◆ Problem statement:
Give back the full listing exactly as it appears below.

*-*-*

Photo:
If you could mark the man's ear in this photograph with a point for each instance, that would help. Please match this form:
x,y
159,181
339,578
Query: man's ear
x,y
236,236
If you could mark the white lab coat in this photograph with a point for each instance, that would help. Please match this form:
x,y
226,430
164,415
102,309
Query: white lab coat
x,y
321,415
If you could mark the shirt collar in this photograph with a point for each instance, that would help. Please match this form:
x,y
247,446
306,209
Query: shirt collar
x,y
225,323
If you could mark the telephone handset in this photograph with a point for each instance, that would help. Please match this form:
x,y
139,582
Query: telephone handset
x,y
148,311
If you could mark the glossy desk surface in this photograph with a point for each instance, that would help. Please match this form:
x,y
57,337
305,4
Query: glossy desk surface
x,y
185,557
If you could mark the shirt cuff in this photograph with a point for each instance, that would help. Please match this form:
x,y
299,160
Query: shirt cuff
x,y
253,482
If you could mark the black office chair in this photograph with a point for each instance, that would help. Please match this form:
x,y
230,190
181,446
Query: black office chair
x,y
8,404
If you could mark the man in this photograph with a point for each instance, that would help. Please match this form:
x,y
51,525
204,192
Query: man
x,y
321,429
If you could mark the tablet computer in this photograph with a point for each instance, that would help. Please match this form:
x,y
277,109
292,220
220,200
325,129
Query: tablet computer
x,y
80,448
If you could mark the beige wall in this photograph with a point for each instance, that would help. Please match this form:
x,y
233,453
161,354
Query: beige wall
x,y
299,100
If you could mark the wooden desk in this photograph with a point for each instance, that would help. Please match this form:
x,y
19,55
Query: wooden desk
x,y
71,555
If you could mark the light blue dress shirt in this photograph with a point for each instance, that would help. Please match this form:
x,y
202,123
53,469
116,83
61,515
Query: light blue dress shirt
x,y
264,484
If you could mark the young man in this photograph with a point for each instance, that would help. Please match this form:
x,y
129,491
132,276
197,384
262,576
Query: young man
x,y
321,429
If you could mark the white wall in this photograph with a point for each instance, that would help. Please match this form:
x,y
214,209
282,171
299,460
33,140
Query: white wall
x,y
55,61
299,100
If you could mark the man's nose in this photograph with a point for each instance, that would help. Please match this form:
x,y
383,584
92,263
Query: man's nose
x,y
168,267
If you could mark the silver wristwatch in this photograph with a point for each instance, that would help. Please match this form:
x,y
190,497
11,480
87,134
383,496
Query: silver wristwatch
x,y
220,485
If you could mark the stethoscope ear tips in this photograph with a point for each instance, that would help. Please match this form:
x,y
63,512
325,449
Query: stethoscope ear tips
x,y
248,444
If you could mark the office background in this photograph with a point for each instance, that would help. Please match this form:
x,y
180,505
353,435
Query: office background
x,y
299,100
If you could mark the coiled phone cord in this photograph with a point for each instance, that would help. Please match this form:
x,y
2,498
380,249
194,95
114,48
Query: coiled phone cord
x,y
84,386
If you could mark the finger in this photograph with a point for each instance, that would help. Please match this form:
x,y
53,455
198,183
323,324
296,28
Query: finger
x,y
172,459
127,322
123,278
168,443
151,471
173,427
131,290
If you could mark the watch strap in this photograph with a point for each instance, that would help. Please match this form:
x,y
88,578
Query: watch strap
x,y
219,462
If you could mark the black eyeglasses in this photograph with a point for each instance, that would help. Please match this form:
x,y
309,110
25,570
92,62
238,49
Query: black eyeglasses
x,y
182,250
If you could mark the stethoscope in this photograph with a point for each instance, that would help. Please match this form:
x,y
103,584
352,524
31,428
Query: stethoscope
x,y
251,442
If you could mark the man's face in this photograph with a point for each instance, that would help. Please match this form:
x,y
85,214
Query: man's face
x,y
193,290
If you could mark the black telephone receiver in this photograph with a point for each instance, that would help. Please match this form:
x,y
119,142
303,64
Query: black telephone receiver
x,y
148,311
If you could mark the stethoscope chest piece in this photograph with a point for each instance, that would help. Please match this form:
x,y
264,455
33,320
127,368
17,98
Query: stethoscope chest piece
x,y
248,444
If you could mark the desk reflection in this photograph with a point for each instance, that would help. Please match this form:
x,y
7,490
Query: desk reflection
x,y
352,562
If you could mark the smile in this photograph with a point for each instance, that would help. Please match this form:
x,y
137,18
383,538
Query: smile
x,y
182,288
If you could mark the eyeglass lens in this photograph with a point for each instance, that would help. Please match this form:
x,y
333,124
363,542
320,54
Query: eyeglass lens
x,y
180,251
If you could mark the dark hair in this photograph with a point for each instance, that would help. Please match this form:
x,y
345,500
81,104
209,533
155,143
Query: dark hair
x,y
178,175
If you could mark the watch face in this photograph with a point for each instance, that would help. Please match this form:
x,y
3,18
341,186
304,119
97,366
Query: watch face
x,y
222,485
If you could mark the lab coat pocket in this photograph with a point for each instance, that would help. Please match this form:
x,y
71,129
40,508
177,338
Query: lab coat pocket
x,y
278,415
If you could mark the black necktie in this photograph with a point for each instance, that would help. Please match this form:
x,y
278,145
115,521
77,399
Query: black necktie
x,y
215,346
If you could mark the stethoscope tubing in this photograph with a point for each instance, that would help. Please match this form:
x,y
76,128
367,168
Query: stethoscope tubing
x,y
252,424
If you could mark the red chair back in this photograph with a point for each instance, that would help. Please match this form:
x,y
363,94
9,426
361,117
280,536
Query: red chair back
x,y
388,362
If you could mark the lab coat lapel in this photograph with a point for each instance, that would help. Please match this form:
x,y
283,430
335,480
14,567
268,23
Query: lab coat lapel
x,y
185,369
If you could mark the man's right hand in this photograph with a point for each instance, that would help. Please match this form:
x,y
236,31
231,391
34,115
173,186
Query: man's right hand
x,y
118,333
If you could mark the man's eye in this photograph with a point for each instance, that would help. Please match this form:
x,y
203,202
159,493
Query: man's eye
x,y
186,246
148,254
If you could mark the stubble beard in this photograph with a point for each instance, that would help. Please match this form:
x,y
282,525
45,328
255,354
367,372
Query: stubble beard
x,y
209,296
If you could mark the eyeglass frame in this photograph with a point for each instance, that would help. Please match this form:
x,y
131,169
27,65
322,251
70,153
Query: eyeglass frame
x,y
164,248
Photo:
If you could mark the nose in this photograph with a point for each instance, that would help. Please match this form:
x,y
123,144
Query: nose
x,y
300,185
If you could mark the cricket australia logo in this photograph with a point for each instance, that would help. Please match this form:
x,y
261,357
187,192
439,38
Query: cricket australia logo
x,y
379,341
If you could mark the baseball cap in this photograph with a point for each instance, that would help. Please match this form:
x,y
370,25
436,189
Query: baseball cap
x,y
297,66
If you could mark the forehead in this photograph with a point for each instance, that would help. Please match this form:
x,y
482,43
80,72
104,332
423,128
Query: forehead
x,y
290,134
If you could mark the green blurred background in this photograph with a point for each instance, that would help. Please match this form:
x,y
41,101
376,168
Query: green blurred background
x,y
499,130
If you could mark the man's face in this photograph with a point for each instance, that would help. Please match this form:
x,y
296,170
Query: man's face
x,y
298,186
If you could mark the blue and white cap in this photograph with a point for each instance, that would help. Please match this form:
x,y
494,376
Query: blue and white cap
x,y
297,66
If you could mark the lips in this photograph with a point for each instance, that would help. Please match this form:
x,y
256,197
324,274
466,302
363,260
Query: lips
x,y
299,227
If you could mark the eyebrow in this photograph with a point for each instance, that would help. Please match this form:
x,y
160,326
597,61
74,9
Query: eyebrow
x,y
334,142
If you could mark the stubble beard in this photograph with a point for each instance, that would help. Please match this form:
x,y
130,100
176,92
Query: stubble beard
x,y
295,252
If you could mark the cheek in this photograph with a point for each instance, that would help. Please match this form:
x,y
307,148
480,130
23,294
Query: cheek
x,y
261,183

*-*-*

◆ Answer space:
Photo:
If you could mark the man's ear in this photograph with a point for each instance, that would help. Please match this form:
x,y
159,181
339,578
Query: man's ear
x,y
236,236
If you could mark the white lab coat in this photograph with a point for each instance, that would help. Please match this form:
x,y
226,430
164,415
102,309
Query: white lab coat
x,y
321,415
If you could mark the shirt collar in this photograph with a point for each instance, that would help. Please match this form:
x,y
247,446
306,209
Query: shirt collar
x,y
225,323
If you could mark the telephone handset in this photograph with a point for each instance, that would help. Please match this form:
x,y
139,582
Query: telephone handset
x,y
148,311
If you could mark the glossy desk surface in this photograph with a point for each instance, that would help. Please match this form:
x,y
57,337
305,4
Query: glossy desk surface
x,y
185,557
If you could mark the shirt cuff in this photograph with a point for each instance, that would help. Please match this form:
x,y
299,160
Query: shirt cuff
x,y
253,482
If you could mark the black office chair in this photograph with a point for each instance, that would help. Please match this form:
x,y
230,190
181,446
Query: black office chair
x,y
8,404
If you could mark the man in this photograph with a point for each instance, that would help. Please match this form:
x,y
51,525
204,192
Query: man
x,y
321,429
If you could mark the tablet computer in this photograph with a point for each instance, that would help. Please match this form:
x,y
277,109
292,220
220,200
325,129
Query: tablet computer
x,y
80,448
If you could mark the beige wall in this photograph with a point for each instance, that would help. Please match this form:
x,y
233,453
161,354
Query: beige wall
x,y
299,100
If you could mark the wooden desk in this photograph with a point for each instance, that would help. Please match this form:
x,y
19,55
Query: wooden desk
x,y
71,555
If you could mark the light blue dress shirt in this photograph with a point for each instance, that would help. Please match this form:
x,y
202,123
53,469
116,83
61,515
Query: light blue dress shirt
x,y
264,484
If you could mark the young man in this photograph with a point for each instance, that would help. Please match this form:
x,y
129,491
132,276
197,384
262,576
Query: young man
x,y
321,429
If you could mark the white wall in this photograph with a point for each instance, that would help. Please match this form:
x,y
214,209
282,171
299,460
33,140
Query: white wall
x,y
55,61
299,100
If you could mark the man's nose in this photograph with a point for each instance, that would help. Please match this form:
x,y
383,584
92,263
Query: man's nose
x,y
168,267
If you could mark the silver wristwatch in this photograph with a point for each instance, that would help. Please match this form:
x,y
190,497
11,480
87,134
383,496
Query: silver wristwatch
x,y
220,485
If you could mark the stethoscope ear tips in this photograph with a point for each instance, that would help. Please match this form:
x,y
63,512
325,449
Query: stethoscope ear tips
x,y
248,444
If you could mark the office background in this photograph with a point for each instance, that would help. Please match this form:
x,y
180,505
353,435
Query: office background
x,y
299,100
If you could mark the coiled phone cord in this photograph with a point for each instance, that would help. Please match this form:
x,y
2,498
380,249
194,95
114,48
Query: coiled phone cord
x,y
84,386
If you could mark the finger in this photograph with a point for each instance, that would help. Please match this form:
x,y
53,455
198,183
323,324
296,28
Query: finger
x,y
172,459
127,322
123,278
168,443
151,471
173,427
131,290
If you could mark the watch strap in this photograph with a point for each instance, that would help. Please match this form:
x,y
88,578
Query: watch strap
x,y
219,462
If you could mark the black eyeglasses in this photograph with a point for each instance, that would help. Please match this form:
x,y
309,110
25,570
92,62
238,49
Query: black eyeglasses
x,y
182,250
If you could mark the stethoscope in this photograph with a point for each instance, that would help. Please match this form:
x,y
103,584
352,524
31,428
Query: stethoscope
x,y
251,442
If you could mark the man's face in this photograph with a point for each instance, that would help. Please match this form:
x,y
85,214
Query: man's face
x,y
193,290
If you could mark the black telephone receiver in this photograph with a point for each instance, that would help. Please match this form:
x,y
119,142
303,64
Query: black telephone receiver
x,y
148,311
If you could mark the stethoscope chest piece in this photograph with a point for each instance, that would help. Please match this form:
x,y
264,455
33,320
127,368
17,98
Query: stethoscope chest piece
x,y
248,444
If you could mark the desk reflection in this photograph with a point for each instance, that would help. Please match this form:
x,y
7,490
Query: desk reflection
x,y
352,562
If you could mark the smile in this photograph with a point for each instance, that would help. Please match this form:
x,y
137,18
383,538
Query: smile
x,y
182,288
If you could mark the eyeglass lens in this photograph with a point for each instance, that would help. Please match this form:
x,y
333,124
363,542
320,54
Query: eyeglass lens
x,y
180,251
If you could mark the dark hair in this photograph with a point for each instance, that would help. Please match this form:
x,y
345,500
81,104
209,533
155,143
Query: dark hair
x,y
178,175
If you could mark the watch face in this photograph with a point for each instance, that would help. Please match this form:
x,y
3,18
341,186
304,119
97,366
Query: watch face
x,y
222,485
If you could mark the lab coat pocket in this photograph with a point for each instance, that would help. Please match this form:
x,y
71,129
40,508
177,338
Query: lab coat pocket
x,y
278,415
If you could mark the black necktie in this photograph with a point for each instance, that would help. Please match this form:
x,y
278,145
115,521
77,399
Query: black necktie
x,y
215,346
If you could mark the stethoscope tubing in this photograph with a point for each instance, that would help. Please match this form:
x,y
76,128
367,168
Query: stethoscope tubing
x,y
252,424
If you could mark the red chair back in this photograph with a point for each instance, that would help. Please match this form:
x,y
363,94
9,426
361,117
280,536
Query: red chair back
x,y
388,362
If you could mark the lab coat lapel in this photograph with a point for each instance, that would help. Please match this form:
x,y
283,430
335,480
14,567
268,23
Query: lab coat lapel
x,y
185,369
If you could mark the man's right hand in this photograph with a point for each instance, that would help. Please match this form:
x,y
236,31
231,391
34,115
173,186
Query: man's right hand
x,y
118,333
If you could mark the man's eye in this photograph with a point for each instance, that would help. Please match this form:
x,y
203,202
159,493
Query: man's eye
x,y
186,246
148,254
If you could mark the stubble beard in this photograph with a point for each instance, that would help. Please match this form:
x,y
282,525
45,328
255,354
367,372
Query: stubble beard
x,y
209,296
If you could mark the eyeglass frame in this photograph with a point for each instance, that would help. Please match this form:
x,y
131,169
27,65
322,251
70,153
Query: eyeglass frame
x,y
164,248
Photo:
If you could mark the nose in this photograph with a point for each instance, that would help. Please match this form:
x,y
123,144
Query: nose
x,y
300,185
If you could mark the cricket australia logo in this photograph with a point for each instance, that would help. Please match this form:
x,y
261,357
187,192
439,38
Query: cricket australia logo
x,y
379,341
If you could mark the baseball cap in this photograph with a point for each instance, that would help. Please match this form:
x,y
370,25
436,189
Query: baseball cap
x,y
297,66
If you could mark the forehead in this photograph with a point for each instance, that would help. Please match this form:
x,y
482,43
80,72
104,332
423,128
Query: forehead
x,y
290,134
If you could mark the green blurred background in this photograph with a point for each instance, that would help. Please match this form:
x,y
41,101
376,168
Query: green blurred background
x,y
499,130
If you could mark the man's face in this photograph with a point for each instance, that would help. Please match this form:
x,y
296,170
Query: man's face
x,y
298,186
If you could mark the blue and white cap in this photograph with a point for each instance, that would help. Please match this form:
x,y
494,376
Query: blue and white cap
x,y
297,66
If you could mark the lips in this photograph with a point for each instance, that would help. Please match this form:
x,y
256,197
324,274
466,302
363,260
Query: lips
x,y
299,227
If you could mark the eyebrow in this photograph with a point for each instance, that would help. Please match this form:
x,y
160,326
597,61
74,9
Query: eyebrow
x,y
334,142
If you could mark the stubble beard in this photograph with a point for each instance, that would help. Please match this form:
x,y
130,100
176,92
Query: stubble beard
x,y
295,252
If you could mark the cheek in this photograph with a point for each instance, that would help. Please match this form:
x,y
307,148
480,130
23,294
Query: cheek
x,y
261,183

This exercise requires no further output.